▸ Stored data

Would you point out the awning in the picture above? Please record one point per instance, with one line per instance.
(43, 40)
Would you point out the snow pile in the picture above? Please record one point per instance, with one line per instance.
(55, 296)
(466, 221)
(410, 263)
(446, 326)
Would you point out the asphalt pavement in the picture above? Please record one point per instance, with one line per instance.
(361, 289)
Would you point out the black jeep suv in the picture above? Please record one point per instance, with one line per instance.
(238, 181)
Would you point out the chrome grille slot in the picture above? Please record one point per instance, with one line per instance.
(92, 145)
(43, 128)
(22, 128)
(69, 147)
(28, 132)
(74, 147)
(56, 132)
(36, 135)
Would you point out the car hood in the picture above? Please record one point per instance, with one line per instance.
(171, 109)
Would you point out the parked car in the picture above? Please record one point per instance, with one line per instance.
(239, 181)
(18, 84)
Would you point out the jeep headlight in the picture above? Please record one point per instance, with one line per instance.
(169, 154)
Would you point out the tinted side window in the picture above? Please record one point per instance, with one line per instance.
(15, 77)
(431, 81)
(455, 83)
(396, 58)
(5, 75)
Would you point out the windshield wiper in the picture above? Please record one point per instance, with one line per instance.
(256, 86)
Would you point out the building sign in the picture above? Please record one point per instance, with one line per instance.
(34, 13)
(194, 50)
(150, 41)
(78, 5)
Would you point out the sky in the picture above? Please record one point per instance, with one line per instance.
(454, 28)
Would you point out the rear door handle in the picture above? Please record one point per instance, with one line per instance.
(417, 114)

▸ Exercise details
Rescale all the entries above by writing out every line again, keeping the wording lines unchanged and multiplying each point coordinate in the answers by 1.2. Round each result to a whole number, with halves going up.

▸ Solution for this problem
Would you point out the awning in the picture above? Please record one point per instance, with one line per instance.
(52, 48)
Would you point out the snow pile in the picture above? Please record one point per instance, with one line per instance.
(66, 355)
(559, 265)
(492, 316)
(535, 391)
Would you point out the asphalt pavement in the picture above? Please record one point per instance, with one line per instance.
(433, 347)
Would you point out the black jeep suv in the picture above? Please record one point per instance, with one line per instance.
(286, 217)
Would you point out the chrome grille slot in the picture above? Please record one point per instance, with one line per instance.
(110, 174)
(52, 154)
(26, 154)
(83, 176)
(34, 158)
(89, 176)
(67, 158)
(43, 162)
Would you point out the car hood in the picture above? Please record one point per instance, with one line per instance.
(205, 131)
Would you point out the parked car in the picture above? Please record one point per instance, with one line per instance.
(287, 217)
(22, 101)
Would you point out the jeep headlight in the picture above? Please record one point per instance, with one line per instance.
(203, 185)
Would you point out the tinted side window in the picture above? Please record one point per instance, with one line per instance.
(18, 92)
(517, 97)
(546, 100)
(475, 70)
(6, 90)
Would you point out the windshield wiper in the picture above? Please record one point per instance, with one line per instance.
(307, 103)
Would you point out the building sign in the picture above? Please record one point per instance, with one line per instance.
(41, 16)
(233, 60)
(180, 49)
(94, 6)
Would you point out the sky in the picture above? Please record one point per instance, with one line per instance.
(545, 34)
Would you point out the rear door handle in the picture above? Please record one point per instance, with one line per instance.
(500, 137)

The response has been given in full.